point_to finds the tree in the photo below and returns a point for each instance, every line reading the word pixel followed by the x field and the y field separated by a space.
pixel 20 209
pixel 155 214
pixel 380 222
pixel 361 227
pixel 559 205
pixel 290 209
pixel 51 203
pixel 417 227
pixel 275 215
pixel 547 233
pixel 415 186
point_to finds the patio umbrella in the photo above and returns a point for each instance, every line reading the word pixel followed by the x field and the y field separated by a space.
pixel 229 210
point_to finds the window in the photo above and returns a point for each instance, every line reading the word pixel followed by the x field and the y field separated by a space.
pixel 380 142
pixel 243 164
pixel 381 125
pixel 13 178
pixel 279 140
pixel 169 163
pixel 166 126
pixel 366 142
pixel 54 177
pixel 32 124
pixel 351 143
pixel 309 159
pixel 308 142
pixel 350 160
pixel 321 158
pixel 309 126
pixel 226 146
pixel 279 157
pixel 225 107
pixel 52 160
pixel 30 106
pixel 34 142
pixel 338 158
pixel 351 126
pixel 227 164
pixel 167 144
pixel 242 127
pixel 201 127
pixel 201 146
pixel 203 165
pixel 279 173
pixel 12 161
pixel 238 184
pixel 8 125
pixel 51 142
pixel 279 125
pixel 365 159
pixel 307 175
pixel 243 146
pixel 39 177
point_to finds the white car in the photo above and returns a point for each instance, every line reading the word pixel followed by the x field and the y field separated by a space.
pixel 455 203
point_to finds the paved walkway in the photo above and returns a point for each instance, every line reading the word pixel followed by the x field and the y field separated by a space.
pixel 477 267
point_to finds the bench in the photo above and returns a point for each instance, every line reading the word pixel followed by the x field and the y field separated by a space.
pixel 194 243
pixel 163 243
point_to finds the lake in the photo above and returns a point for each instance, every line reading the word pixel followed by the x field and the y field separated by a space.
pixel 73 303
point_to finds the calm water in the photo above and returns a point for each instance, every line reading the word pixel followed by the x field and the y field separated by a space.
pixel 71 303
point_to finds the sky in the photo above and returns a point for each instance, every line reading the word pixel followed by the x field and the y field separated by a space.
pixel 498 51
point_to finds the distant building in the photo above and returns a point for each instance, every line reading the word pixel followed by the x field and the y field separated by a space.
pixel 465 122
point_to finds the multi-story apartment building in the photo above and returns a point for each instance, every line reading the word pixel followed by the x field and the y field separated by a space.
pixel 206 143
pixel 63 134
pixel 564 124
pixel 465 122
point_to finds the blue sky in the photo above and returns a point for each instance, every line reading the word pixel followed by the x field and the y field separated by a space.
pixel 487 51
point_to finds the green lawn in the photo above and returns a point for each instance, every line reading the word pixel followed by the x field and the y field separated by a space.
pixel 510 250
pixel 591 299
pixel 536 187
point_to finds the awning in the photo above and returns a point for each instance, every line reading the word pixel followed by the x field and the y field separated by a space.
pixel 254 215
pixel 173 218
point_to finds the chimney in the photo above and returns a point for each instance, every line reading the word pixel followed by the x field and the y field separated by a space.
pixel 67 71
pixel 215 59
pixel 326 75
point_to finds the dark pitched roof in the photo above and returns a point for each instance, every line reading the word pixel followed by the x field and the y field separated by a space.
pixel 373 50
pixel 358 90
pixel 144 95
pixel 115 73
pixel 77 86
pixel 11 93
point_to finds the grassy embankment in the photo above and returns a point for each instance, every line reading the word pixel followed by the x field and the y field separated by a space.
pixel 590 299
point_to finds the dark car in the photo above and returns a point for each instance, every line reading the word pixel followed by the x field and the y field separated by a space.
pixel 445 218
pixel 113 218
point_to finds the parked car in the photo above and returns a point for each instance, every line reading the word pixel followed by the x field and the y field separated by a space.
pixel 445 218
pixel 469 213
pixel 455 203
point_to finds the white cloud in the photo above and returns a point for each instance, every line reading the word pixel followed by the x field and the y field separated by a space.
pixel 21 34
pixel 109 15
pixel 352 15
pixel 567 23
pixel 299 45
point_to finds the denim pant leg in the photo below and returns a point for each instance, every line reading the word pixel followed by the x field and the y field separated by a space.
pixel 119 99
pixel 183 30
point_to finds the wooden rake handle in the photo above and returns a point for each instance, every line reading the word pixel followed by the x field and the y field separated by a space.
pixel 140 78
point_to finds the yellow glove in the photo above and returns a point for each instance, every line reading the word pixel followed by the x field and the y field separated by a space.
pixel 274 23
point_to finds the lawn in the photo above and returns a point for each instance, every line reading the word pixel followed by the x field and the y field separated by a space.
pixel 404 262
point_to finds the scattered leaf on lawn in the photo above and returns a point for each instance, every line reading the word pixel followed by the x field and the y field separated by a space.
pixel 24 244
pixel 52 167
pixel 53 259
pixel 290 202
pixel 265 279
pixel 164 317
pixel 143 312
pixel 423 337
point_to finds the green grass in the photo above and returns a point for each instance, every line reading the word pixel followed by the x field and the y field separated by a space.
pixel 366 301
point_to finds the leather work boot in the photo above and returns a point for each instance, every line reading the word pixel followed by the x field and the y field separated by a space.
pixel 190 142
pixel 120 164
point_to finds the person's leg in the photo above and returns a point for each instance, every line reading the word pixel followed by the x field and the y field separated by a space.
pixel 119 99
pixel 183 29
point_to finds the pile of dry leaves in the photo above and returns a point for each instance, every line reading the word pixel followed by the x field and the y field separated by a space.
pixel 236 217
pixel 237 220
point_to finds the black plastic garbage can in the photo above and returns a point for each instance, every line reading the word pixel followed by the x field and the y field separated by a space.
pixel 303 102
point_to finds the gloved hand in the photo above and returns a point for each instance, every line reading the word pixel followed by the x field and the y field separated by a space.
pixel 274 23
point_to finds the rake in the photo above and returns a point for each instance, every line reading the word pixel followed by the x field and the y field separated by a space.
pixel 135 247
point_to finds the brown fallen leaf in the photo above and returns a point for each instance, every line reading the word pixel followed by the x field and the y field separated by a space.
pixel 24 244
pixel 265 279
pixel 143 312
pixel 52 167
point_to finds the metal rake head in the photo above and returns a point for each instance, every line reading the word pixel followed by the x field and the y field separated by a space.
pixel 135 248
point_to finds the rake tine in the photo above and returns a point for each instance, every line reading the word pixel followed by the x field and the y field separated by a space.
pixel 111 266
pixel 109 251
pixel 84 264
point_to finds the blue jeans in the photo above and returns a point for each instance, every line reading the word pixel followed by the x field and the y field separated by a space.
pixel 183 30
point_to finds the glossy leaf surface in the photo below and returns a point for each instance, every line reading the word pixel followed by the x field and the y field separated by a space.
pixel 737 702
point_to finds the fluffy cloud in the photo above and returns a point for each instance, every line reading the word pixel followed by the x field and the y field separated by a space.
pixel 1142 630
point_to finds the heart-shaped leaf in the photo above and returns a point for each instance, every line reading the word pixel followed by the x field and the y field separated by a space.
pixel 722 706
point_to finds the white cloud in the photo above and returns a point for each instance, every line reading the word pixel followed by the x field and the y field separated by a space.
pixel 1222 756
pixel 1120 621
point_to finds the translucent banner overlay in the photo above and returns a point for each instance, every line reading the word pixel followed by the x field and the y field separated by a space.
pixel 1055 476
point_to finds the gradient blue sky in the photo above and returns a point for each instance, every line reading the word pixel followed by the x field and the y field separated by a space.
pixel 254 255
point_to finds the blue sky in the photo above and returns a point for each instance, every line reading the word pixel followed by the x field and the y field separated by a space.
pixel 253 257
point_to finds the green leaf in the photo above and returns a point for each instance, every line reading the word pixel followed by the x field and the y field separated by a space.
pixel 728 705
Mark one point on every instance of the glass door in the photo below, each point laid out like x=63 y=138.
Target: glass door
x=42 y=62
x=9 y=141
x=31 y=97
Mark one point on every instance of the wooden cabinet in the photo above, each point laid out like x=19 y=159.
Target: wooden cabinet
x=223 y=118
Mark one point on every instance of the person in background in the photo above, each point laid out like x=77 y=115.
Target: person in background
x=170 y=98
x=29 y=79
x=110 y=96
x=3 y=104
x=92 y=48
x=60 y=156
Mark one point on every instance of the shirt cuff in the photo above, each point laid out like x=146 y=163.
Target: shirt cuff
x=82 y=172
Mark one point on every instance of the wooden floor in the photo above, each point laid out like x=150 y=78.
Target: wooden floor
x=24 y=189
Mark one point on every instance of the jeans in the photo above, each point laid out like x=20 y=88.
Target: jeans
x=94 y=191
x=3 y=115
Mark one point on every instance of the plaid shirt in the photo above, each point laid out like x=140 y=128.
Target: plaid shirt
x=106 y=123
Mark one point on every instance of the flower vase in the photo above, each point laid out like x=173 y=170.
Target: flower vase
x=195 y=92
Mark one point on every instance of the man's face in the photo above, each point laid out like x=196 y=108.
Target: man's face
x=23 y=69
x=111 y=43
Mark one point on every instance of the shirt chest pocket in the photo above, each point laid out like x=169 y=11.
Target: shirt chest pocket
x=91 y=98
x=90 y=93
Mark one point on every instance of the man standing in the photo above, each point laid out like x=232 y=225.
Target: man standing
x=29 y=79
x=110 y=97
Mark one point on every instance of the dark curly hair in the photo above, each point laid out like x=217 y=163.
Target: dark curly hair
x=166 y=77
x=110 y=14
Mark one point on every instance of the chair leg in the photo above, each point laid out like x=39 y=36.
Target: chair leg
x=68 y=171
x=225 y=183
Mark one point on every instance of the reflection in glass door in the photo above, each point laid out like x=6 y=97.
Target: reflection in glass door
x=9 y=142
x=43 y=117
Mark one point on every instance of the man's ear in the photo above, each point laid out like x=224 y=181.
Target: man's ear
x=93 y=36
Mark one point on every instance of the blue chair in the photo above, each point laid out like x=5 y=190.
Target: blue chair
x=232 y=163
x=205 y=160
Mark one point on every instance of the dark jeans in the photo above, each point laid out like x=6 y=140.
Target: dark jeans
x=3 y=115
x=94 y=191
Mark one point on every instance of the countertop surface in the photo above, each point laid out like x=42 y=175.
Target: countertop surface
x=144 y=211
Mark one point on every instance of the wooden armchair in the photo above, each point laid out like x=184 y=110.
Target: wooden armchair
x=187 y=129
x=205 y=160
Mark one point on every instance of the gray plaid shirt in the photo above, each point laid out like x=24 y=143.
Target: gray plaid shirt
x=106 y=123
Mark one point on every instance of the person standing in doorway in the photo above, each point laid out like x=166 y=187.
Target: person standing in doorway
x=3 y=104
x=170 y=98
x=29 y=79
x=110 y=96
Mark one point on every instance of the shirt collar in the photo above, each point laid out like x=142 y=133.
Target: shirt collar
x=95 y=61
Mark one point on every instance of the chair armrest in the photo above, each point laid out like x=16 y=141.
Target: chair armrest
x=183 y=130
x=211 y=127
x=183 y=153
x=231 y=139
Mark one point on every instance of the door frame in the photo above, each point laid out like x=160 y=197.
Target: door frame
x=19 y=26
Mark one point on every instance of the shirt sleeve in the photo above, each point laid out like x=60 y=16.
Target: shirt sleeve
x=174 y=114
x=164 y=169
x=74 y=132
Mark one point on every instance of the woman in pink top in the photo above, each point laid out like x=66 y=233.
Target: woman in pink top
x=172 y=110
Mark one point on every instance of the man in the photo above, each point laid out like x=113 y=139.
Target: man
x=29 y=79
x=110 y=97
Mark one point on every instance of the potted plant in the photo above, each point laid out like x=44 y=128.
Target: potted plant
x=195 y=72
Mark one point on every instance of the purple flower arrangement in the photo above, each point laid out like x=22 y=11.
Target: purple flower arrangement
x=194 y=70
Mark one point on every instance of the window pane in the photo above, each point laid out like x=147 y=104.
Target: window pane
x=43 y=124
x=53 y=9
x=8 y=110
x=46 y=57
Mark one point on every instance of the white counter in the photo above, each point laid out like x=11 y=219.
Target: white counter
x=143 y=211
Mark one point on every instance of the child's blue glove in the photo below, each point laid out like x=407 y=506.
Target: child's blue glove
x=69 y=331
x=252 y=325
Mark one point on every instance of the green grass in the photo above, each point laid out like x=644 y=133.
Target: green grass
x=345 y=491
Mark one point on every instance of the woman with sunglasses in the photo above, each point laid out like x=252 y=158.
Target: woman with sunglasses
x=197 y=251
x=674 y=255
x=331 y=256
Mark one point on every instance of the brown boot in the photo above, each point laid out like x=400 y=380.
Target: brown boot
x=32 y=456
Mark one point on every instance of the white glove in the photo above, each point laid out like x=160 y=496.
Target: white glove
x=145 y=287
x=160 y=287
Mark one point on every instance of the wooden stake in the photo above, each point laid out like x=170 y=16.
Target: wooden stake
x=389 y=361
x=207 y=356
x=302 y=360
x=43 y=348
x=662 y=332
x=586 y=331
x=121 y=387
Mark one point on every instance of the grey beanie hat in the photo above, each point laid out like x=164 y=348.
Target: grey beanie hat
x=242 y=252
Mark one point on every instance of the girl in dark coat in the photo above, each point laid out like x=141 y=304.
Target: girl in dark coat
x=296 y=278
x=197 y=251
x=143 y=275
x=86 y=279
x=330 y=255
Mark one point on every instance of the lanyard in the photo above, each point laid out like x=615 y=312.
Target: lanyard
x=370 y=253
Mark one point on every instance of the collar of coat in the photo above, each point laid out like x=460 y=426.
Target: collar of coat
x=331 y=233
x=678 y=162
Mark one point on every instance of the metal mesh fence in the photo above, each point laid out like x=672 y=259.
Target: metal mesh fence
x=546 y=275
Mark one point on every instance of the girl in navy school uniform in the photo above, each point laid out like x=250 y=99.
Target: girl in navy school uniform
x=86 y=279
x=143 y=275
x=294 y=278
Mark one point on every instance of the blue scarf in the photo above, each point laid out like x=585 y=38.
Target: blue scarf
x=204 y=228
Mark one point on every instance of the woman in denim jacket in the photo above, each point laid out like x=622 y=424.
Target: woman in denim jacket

● ● ● ●

What you have to do: Which lines above hold the string "jacket"? Show each of them.

Your solution:
Mark one point on every instance of the woman in denim jacket in the photo above, each point laid out like x=622 y=424.
Target: woman in denim jacket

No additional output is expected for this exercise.